◆ **Written instruction**
Write everything from the line containing "in light blue" down to the line containing "(1121, 684)" as a numbered list, skipping blank lines. Include both of those lines.

|---|

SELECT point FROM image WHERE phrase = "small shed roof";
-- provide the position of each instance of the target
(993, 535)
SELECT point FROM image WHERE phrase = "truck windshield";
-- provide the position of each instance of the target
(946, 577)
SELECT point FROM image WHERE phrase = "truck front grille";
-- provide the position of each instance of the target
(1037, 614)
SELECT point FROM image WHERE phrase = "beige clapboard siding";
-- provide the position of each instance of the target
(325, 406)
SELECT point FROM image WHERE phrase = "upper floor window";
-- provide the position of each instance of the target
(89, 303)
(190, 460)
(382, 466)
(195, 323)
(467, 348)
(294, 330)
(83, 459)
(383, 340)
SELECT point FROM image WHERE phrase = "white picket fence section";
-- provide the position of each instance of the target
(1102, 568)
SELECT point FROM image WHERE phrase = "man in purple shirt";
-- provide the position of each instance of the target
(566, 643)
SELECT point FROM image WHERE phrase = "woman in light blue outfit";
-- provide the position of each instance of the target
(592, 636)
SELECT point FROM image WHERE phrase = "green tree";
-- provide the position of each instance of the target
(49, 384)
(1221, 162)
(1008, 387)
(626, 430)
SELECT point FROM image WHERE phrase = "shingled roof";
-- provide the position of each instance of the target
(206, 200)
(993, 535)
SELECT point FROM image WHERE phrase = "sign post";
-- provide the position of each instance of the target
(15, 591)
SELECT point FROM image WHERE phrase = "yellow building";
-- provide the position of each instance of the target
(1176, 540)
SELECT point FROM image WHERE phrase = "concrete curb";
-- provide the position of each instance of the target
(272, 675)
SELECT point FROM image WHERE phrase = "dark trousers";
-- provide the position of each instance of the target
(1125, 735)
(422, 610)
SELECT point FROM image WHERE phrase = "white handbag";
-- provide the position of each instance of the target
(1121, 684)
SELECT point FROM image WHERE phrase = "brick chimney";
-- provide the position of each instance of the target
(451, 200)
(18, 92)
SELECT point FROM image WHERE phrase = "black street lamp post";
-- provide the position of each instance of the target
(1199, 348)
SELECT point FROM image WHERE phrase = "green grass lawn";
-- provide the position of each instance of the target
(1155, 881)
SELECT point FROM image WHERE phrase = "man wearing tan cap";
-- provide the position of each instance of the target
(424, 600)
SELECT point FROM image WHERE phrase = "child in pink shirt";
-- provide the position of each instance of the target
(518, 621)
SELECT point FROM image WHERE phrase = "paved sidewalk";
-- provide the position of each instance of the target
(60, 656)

|---|

◆ **Correct response**
1. SELECT point FROM image WHERE phrase = "woman in light blue outfit";
2. -- provide the position of each instance of the target
3. (592, 636)
4. SELECT point FROM image WHERE phrase = "green tree";
5. -- provide the position of each instance of the target
6. (49, 384)
7. (1221, 162)
8. (1008, 387)
9. (626, 430)
10. SELECT point FROM image WHERE phrase = "shingled roof";
11. -- provide the position of each instance of the target
12. (206, 200)
13. (993, 535)
14. SELECT point FROM image WHERE phrase = "sign post";
15. -- provide the position of each instance of the target
16. (15, 591)
17. SELECT point FROM image WHERE phrase = "yellow building";
18. -- provide the position of each instance of the target
19. (1176, 540)
20. SELECT point FROM image WHERE phrase = "concrete curb";
21. -- provide the position of each instance of the target
22. (272, 675)
23. SELECT point FROM image WHERE phrase = "dark trousers";
24. -- provide the position of each instance of the target
25. (1125, 735)
26. (422, 610)
27. SELECT point FROM image WHERE phrase = "white handbag";
28. -- provide the position of each instance of the target
29. (1121, 684)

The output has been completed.